Un ebreo tunisino, il filosofo Fabrice Hadjadj, convertito al Cattolicesimo, qualche tempo fa ha scritto: “Quando mi avvertiranno che alla fine del mondo non manca che un solo anno, non rinuncerò ad amare mia moglie, ad avere con lei un altro bambino, a fare scoprire agli altri miei cinque figli la poesia di Dante… Perché so che questa vita non serve per avere un futuro ma perché ciascuno abbia la vita eterna.” Non tutti, però, credono ad una vita oltre la morte.
In tanti ormai parlano apertamente su come le tecnologie informatiche possano generare dipendenza e fare male all’unica vita che abbiamo e come tutto ciò stia cambiando l’essere umano in peggio disumanizzandolo.

Voci di puntamento su oggetti etichettati
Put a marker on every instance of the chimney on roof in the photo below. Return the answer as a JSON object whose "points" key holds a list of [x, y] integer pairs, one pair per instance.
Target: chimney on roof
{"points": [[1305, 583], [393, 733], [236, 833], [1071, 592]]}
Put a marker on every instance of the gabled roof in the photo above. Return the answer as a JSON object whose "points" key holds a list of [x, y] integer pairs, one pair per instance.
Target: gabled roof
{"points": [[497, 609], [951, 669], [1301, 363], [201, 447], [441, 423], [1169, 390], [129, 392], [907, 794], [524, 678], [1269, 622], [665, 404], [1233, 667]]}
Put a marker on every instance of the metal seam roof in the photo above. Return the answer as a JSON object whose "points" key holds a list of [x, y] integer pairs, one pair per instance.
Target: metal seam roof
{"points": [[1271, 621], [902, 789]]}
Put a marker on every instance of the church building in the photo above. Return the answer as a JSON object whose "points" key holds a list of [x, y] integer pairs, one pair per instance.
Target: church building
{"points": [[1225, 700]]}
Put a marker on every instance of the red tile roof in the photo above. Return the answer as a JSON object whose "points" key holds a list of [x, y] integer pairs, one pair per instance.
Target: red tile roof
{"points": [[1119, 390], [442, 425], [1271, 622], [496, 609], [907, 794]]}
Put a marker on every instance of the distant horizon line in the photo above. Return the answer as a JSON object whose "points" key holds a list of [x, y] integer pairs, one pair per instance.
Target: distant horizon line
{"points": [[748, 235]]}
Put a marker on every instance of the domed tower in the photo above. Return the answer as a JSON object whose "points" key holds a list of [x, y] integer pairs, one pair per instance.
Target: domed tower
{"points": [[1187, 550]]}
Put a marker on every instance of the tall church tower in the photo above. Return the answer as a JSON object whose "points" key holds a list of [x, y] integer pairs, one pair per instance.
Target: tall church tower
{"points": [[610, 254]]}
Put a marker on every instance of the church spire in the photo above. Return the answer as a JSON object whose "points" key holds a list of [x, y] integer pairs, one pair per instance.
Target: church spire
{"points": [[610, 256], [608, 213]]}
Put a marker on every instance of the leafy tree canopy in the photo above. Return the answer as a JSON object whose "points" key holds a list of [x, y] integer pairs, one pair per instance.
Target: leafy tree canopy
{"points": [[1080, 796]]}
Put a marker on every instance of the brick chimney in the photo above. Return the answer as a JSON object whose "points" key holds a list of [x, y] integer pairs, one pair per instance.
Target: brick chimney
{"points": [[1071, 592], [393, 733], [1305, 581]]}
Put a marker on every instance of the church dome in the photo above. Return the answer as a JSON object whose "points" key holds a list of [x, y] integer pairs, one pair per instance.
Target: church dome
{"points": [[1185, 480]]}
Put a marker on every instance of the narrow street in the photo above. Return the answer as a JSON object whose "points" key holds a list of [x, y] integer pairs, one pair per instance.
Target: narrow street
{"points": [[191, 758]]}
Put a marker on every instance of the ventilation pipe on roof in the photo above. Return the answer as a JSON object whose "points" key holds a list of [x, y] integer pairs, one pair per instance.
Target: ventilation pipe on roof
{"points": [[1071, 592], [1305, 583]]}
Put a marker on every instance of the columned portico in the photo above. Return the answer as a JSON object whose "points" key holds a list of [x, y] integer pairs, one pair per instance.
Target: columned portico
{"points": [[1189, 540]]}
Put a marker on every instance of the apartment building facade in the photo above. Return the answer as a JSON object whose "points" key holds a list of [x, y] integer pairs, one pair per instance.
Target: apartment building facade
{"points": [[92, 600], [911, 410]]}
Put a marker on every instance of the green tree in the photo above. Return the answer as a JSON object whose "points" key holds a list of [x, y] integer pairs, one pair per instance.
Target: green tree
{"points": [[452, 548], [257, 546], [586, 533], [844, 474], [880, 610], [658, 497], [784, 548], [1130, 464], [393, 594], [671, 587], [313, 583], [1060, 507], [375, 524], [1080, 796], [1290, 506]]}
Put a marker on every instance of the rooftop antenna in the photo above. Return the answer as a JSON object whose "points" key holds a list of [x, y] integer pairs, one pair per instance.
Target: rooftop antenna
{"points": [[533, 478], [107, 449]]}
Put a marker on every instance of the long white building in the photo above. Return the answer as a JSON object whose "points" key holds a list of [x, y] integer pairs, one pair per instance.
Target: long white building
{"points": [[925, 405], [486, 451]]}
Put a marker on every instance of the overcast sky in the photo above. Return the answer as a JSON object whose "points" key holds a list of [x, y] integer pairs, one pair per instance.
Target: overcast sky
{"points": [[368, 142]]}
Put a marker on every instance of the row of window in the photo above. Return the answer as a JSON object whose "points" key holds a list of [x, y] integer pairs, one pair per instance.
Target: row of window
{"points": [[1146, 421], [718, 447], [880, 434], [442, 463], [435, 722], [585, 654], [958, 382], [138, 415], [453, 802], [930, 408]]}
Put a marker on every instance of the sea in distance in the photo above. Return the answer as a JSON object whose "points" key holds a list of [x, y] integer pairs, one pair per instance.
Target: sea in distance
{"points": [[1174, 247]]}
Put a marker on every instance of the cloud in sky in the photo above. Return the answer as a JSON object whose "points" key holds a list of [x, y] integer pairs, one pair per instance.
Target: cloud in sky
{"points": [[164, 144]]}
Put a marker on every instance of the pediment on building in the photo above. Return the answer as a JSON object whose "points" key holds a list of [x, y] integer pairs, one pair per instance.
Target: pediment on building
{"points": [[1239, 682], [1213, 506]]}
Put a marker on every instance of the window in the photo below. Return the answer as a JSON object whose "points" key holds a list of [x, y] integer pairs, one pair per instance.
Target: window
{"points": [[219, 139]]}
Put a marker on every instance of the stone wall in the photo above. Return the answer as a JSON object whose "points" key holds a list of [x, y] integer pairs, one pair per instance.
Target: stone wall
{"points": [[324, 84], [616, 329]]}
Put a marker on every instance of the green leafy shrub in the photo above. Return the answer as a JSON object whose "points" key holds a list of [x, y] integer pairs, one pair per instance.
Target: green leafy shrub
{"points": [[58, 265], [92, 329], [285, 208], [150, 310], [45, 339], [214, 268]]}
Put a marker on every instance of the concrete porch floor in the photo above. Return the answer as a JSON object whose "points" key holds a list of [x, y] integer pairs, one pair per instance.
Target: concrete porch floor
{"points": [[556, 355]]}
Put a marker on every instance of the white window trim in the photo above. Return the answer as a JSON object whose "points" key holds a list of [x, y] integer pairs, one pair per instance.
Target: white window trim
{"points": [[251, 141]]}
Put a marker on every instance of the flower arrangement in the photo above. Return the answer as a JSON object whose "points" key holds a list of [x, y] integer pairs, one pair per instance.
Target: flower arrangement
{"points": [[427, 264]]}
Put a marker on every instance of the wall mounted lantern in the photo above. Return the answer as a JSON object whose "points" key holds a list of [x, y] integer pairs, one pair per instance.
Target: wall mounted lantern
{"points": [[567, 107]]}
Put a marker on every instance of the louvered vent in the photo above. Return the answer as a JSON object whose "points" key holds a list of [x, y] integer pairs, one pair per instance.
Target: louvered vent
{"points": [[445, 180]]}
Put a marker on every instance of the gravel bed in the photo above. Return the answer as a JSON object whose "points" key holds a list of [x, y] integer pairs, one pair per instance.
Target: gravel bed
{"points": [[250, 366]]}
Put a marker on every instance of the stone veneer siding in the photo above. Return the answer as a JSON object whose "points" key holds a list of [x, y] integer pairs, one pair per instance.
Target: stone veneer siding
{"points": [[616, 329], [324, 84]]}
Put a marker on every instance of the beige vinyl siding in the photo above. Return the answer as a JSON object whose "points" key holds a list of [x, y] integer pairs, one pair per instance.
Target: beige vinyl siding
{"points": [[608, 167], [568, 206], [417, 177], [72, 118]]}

**Problemi**.
(1) Ricopia dal testo estratto il passo che va da “Un ebreo tunisino, il” fino a “oltre la morte.” compreso.
(2) Secondo il testo estratto, di quale poeta Hadjadj vuole far scoprire la poesia ai suoi figli?
Per rispondere basati soltanto sul testo estratto.

**Elenco soluzioni**.
(1)
Un ebreo tunisino, il filosofo Fabrice Hadjadj, convertito al Cattolicesimo, qualche tempo fa ha scritto: “Quando mi avvertiranno che alla fine del mondo non manca che un solo anno, non rinuncerò ad amare mia moglie, ad avere con lei un altro bambino, a fare scoprire agli altri miei cinque figli la poesia di Dante… Perché so che questa vita non serve per avere un futuro ma perché ciascuno abbia la vita eterna.” Non tutti, però, credono ad una vita oltre la morte.

(2) Dante.